*** Opening EXTRACT TO READ ***

Football: Wellington Phoenix coach Ufuk Talay explains decision to sub captain Alex Rufer

Wellington Phoenix coach Ufuk Talay says his relationship with captain Alex Rufer is “as normal”, despite the player being replaced in each of the last two matches.

After being substituted in the 66th minute against Sydney FC in round five, Rufer was dragged at halftime during Saturday’s 4-0 loss to Adelaide.

It’s an unusual situation and it’s hard to recall past Phoenix skippers being removed at such an early juncture, aside from injury or fitness reasons.

Post-match, Talay described it as a tactical switch, but the coach later admitted it was also a “statement” to senior players about performance expectations, with Jaushua Sotirio also replaced.

“Alex wasn’t the only one taken off – there was another two players that I took off at halftime (Sotirio and Callan Elliott),” said Talay. “I have expectations on certain players that have been with me since day one and I have certain expectations on certain players doing certain things.

“It was a tactical change and [the substitutes] gave us a lot of energy, something we lacked. At the same time it was a bit of a statement to the players that, for me, it doesn’t matter who you are, if you’re not delivering what I need from you then the next guy will step in and do a job.”

Rufer was made captain this season, with goalkeeper Oli Sail named vice captain, following the departure of Steven Taylor. The 25-year-old barely played in the second half of last season, with only two starts in the last 11 matches as Cameron Devlin and Clayton Lewis were preferred.

But Rufer was expected to be a mainstay this time around, with the departure of Devlin and other experienced names, but has completed only three of Wellington’s six league games.

He’s been solid but often conservative in his play, yet to provide the offensive spark needed in such a vital position as the link to release the front four, or offer the necessary consistency.

“I understand that younger players are going to be inconsistent and make mistakes,” said Talay. “But I expect certain players to just stand up and lead the team.”

However Talay said the coach-captain connection remains strong.

“My relationship with every player is the same whether they’re captain or they’re not captain,” said Talay. “My door is always open for players to come and talk to me if there’s any issues, so for me it’s as normal.”

The immediate focus for the Phoenix is tonight’s FFA Cup quarter-final against Melbourne City (9:30pm NZT), after the tie was postponed last month due to a Covid outbreak in the City camp.

City haven’t played for more than two weeks and coach Patrick Kisnorbo said on Tuesday that all but five of their squad have had the virus and it was impossible to predict a starting XI, as players have returned to training at different stages.

However Talay is confident that the match will proceed.

“We got some information from the FFA that the game is good to go,” said Talay. “We need to play these games otherwise there’s going to be a massive backlog.”

The two Phoenix players who returned positive Covid tests last week remain unavailable as they recover, while the squad are doing all they can to stay safe, as cases continue to mount in Australia.

“It’s hard to take precautions other than what we can control,” said Talay. “We still need to travel and play games.

“The players are trying to be smart in the decisions that they make. We just tell [them] to use common sense. We’re trying to let the boys live their lives as normally as they possibly can.”

Striker Gary Hooper is back in the mix, after missing the Adelaide game due to South Australia border requirements, as the Phoenix aim to reach the FFA Cup semifinals for the first time.

“We’ll go there and try to win this game and continue on,” said Talay. “We’ve got a very young inexperienced squad, playing against last season’s champions. So what a great opportunity to go there, play some football and show what they can do.”

*** Closing EXTRACT TO READ ***
*** Opening ENTRIES PROVIDED ***

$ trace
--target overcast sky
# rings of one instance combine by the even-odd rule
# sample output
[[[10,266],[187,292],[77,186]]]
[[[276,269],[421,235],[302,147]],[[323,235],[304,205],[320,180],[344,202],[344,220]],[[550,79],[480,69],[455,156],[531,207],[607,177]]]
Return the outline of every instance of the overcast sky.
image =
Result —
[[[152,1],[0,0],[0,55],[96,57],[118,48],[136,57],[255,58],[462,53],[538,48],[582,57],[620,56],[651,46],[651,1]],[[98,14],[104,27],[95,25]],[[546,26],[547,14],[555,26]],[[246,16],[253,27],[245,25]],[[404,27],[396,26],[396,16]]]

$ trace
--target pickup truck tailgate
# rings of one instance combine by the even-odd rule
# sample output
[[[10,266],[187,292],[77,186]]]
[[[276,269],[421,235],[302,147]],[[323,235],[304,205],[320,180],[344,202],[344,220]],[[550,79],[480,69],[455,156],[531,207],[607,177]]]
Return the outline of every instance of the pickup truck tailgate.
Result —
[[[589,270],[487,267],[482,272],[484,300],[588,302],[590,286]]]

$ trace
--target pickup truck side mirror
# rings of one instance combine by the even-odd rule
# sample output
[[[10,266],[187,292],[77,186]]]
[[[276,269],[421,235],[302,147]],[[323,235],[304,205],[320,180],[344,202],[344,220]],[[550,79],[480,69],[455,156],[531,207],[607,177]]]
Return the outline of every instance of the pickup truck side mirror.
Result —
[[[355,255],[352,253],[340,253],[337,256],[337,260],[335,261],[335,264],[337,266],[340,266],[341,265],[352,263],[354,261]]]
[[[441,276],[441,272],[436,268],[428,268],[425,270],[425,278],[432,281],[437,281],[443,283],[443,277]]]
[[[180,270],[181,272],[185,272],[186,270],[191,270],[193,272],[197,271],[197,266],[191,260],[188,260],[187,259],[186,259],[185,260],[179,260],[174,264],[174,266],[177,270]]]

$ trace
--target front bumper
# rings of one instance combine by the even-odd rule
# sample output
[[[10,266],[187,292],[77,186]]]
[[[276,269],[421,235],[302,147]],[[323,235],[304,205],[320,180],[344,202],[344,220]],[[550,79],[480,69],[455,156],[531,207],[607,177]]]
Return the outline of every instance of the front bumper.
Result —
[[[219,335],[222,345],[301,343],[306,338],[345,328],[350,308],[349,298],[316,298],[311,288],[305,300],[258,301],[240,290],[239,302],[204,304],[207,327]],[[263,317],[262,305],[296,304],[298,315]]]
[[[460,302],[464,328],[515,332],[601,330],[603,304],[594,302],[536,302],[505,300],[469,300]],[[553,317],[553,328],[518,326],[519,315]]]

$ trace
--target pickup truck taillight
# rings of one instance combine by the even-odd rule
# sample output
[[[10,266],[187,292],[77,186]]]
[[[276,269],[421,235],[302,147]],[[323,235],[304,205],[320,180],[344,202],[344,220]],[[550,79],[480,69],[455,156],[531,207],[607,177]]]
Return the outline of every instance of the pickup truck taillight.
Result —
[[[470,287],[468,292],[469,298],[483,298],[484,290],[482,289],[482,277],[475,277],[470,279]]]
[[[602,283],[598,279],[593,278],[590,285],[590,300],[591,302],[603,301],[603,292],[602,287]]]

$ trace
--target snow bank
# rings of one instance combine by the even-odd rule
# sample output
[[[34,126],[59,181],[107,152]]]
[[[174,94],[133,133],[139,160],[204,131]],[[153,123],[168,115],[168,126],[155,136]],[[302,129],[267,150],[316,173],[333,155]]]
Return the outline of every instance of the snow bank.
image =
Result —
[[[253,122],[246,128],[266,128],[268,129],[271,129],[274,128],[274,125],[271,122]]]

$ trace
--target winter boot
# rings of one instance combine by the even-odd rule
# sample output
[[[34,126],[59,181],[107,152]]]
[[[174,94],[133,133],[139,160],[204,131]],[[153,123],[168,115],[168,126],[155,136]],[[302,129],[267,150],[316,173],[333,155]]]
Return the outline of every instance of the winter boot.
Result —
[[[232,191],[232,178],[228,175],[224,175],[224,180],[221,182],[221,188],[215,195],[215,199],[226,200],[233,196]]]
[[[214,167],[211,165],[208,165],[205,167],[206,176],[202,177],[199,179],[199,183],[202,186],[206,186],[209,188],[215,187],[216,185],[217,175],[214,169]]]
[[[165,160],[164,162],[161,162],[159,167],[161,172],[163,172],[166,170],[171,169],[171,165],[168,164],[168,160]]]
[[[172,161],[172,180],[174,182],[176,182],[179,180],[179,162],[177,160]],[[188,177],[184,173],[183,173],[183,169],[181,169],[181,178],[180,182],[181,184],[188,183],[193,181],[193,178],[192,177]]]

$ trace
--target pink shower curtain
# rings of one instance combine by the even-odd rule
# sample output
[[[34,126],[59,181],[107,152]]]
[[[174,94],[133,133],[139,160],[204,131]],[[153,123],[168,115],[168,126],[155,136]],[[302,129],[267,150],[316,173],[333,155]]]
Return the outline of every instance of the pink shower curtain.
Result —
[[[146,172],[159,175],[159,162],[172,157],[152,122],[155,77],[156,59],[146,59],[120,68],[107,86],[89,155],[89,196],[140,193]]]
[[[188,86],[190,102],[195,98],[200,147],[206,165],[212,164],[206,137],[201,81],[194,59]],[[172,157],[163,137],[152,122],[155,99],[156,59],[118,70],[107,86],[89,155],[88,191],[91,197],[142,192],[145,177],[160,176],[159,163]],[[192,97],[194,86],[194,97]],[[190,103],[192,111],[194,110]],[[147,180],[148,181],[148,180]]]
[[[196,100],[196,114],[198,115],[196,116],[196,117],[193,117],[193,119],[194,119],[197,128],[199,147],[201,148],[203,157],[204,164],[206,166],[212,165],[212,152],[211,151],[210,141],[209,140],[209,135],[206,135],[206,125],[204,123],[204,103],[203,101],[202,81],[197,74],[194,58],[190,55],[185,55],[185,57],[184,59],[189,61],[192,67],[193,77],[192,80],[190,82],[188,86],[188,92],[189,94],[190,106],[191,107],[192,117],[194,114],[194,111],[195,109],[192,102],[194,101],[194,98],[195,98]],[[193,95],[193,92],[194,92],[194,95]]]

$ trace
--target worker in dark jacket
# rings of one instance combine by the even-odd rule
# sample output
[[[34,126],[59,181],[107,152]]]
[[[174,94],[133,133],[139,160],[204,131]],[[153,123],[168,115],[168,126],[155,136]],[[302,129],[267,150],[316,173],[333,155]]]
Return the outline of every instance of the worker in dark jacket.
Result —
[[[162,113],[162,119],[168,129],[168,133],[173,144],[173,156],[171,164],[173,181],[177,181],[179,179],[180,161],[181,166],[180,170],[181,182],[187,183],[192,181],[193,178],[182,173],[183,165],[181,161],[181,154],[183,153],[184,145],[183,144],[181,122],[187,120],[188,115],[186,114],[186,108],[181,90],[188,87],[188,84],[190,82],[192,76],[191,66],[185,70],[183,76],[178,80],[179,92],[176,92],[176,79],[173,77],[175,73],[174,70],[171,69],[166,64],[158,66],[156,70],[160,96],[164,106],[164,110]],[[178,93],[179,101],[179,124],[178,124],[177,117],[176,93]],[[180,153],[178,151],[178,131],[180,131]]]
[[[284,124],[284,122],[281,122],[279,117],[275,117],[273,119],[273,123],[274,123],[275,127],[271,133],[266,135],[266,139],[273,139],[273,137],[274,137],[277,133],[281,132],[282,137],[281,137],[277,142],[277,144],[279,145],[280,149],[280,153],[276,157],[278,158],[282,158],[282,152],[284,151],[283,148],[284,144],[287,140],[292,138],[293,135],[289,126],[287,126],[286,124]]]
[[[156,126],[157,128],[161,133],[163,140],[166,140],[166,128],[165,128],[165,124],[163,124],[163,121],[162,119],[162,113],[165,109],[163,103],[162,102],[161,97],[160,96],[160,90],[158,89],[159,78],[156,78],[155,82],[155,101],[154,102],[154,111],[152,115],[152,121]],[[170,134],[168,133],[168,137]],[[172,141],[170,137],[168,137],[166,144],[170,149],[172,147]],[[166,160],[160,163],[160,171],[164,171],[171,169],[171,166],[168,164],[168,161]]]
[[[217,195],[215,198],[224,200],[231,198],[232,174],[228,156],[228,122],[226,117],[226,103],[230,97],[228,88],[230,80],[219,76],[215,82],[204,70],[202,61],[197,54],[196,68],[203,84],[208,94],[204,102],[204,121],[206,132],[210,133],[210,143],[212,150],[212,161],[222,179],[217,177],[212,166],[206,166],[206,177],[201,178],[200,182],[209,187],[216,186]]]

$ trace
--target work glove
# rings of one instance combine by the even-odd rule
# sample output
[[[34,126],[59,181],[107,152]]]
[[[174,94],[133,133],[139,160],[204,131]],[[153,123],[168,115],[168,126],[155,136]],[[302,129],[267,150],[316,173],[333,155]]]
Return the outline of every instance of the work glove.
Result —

*** Closing ENTRIES PROVIDED ***

PROBLEMS AND TASKS:
**A)** Using the Phoenix article, decide whether each statement agrees with it, answering yes or no and quoting the deciding words: (i) Rufer was taken off at halftime in the 4-0 loss to Adelaide. (ii) Oli Sail was named captain this season. (iii) Gary Hooper played in the Adelaide game.
**B)** Rewrite the part of the Phoenix article that opens with the words containing "Post-match, Talay described" and closes with "doing certain things.", putting "experienced players" in place of "senior players".
Rely only on the Phoenix article for your answers.

EXPECTED OUTPUTS:
**A)**
(i) Yes: "Rufer was dragged at halftime during Saturday’s 4-0 loss to Adelaide."
(ii) No: "Rufer was made captain this season, with goalkeeper Oli Sail named vice captain"
(iii) No: "after missing the Adelaide game due to South Australia border requirements"

**B)**
Post-match, Talay described it as a tactical switch, but the coach later admitted it was also a “statement” to experienced players about performance expectations, with Jaushua Sotirio also replaced.

“Alex wasn’t the only one taken off – there was another two players that I took off at halftime (Sotirio and Callan Elliott),” said Talay. “I have expectations on certain players that have been with me since day one and I have certain expectations on certain players doing certain things.